***** Selected text *****

Consequently, when the mean of the discounted values equals the start value of the underlying, the test passes. These tests are also called Martingale test in literature. We can conclude that our GPU generated paths satisfy the arbitrage free conditions on all implemented models. These Martingale tests are incorporated in the unit test suite of the delivered Python packages.



Figure 12 Histogram of the difference in the last period of sample Heston-Euler paths generated by the GPU (SP) and the CPU (DP)

### **Pay-off function**

In the payoff function the sum of the payoff is returned. This procedure is sensitive to rounding errors caused by single precision usage. Truncation of each element before it is summed can result in an under estimation. For this reason, we used a reduce sum implementation which NVidia also used in their American option pricing example. By recursively summing items, the potential accumulated rounding error is of order  $O(\log n)$  instead of order O(n) when a naïve summation is performed [18].

*****

** Exercise tasks **
#1 Render into French this sentence from the passage on GPU path simulation: "This procedure is sensitive to rounding errors caused by single precision usage."
#2 Extend the passage on GPU path simulation, beginning after its final sentence.
The material that follows this passage on GPU path simulation is not required for any of the work here.

***** Stored data *****

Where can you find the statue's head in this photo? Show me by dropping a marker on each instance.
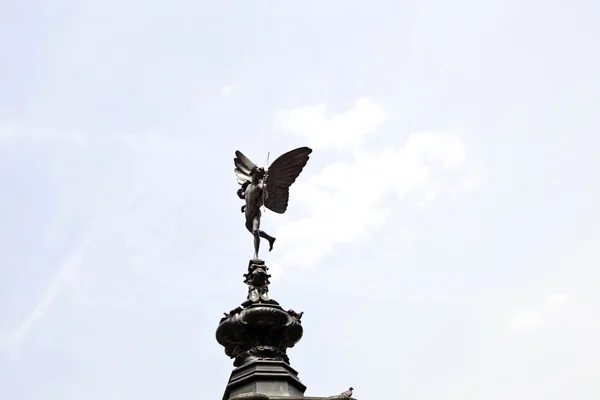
(257, 173)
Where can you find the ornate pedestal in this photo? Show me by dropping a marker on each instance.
(257, 335)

*****

** Responses in order **
#1 Cette procédure est sensible aux erreurs d'arrondi causées par l'utilisation de la simple précision.

#2
# **5** Applications

During the master project, we developed two Python packages and made a mock up model to simulate the performance behavior of nested simulations in existing models. The released Python packages contain a framework to be used by the consultants and can be extended with different financial models. In the development process we started using an analytical traceable model: Black-Scholes [19] (BS). By starting with this relative simple model first, we were able to unit test most of the simulation framework. After the BS implementation, the models were extended using more advanced models like Heston [20] and Cheyette [21]. Both extensions served as a use case for the applicability of the underlying technical architecture. In the following sections we discuss the three nested simulation applications and its design. Subsequently we evaluated its performance. Finally we recap on some guidelines for using the proposed framework for model extensions.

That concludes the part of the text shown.